### DATA EXTRACT
──────
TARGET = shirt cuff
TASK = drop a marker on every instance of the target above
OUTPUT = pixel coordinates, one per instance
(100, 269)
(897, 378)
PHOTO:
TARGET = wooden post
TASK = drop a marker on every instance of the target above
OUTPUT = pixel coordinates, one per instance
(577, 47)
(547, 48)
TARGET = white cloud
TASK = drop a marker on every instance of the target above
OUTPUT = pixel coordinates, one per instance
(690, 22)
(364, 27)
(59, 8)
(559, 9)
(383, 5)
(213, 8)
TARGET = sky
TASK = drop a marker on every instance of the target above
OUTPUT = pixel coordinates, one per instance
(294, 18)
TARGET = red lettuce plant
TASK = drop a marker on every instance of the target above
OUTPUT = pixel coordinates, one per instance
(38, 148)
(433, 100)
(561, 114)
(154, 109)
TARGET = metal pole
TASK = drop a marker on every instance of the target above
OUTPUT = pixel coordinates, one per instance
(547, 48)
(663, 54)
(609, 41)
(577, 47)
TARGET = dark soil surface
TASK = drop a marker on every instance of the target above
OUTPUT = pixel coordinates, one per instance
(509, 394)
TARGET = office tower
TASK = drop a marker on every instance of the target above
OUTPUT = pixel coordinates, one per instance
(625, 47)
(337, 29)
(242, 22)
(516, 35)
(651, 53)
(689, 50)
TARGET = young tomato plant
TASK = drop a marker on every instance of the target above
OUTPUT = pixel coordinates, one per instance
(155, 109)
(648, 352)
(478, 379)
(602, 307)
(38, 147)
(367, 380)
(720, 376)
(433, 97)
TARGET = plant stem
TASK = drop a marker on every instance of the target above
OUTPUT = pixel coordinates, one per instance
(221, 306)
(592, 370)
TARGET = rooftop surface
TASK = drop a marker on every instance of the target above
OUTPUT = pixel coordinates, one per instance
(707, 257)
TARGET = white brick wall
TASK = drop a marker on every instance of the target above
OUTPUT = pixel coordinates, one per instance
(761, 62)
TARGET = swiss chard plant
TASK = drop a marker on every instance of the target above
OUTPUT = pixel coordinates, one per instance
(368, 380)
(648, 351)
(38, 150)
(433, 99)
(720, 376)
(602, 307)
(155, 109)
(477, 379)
──────
### EXERCISE BRIEF
From the first entry to the last, reproduce everything precisely.

### ANSWER SECTION
TARGET = shirt cuff
TASK = drop a marker on every instance of the target above
OUTPUT = pixel coordinates, one per instance
(100, 269)
(897, 378)
PHOTO:
TARGET = wooden post
TASK = drop a marker on every instance of the target above
OUTPUT = pixel coordinates, one per instance
(577, 47)
(547, 48)
TARGET = white cloud
TASK = drop a marker on every instance of the target above
OUTPUT = pixel coordinates, one per instance
(690, 22)
(364, 27)
(59, 8)
(559, 9)
(383, 5)
(213, 8)
TARGET = sky
TASK = drop a marker on every instance of the target above
OUTPUT = pixel coordinates, one per instance
(294, 18)
TARGET = red lettuce plant
TASK = drop a marker on every instance of the target above
OUTPUT = pixel coordinates, one per instance
(38, 148)
(433, 100)
(561, 114)
(154, 109)
TARGET = metal pole
TASK = drop a marker on every instance of the target above
OUTPUT = pixel coordinates, one per instance
(547, 48)
(663, 54)
(609, 41)
(577, 47)
TARGET = dark soil surface
TASK = drop a marker on every instance of the target above
OUTPUT = pixel coordinates, one per instance
(509, 394)
TARGET = office tower
TASK = drop a marker on every instance of the target above
OUTPUT = pixel coordinates, one per instance
(625, 47)
(337, 29)
(242, 22)
(516, 35)
(651, 53)
(689, 50)
TARGET = young tomato plant
TASK = drop a marker on every instance of the target above
OUTPUT = pixel coordinates, one per instance
(155, 109)
(648, 352)
(478, 379)
(602, 307)
(38, 147)
(367, 380)
(720, 376)
(433, 97)
TARGET = plant stem
TASK = drop a marker on every instance of the target above
OUTPUT = pixel coordinates, one per instance
(221, 306)
(592, 370)
TARGET = rooftop surface
TASK = drop a marker on every instance of the target above
OUTPUT = pixel coordinates, one per instance
(707, 257)
TARGET = white brick wall
TASK = drop a marker on every instance of the target above
OUTPUT = pixel coordinates, one per instance
(761, 62)
TARGET = swiss chard plant
TASK = drop a marker on every instance of the target above
OUTPUT = pixel coordinates, one per instance
(368, 380)
(648, 351)
(38, 150)
(433, 99)
(720, 376)
(602, 307)
(155, 109)
(477, 379)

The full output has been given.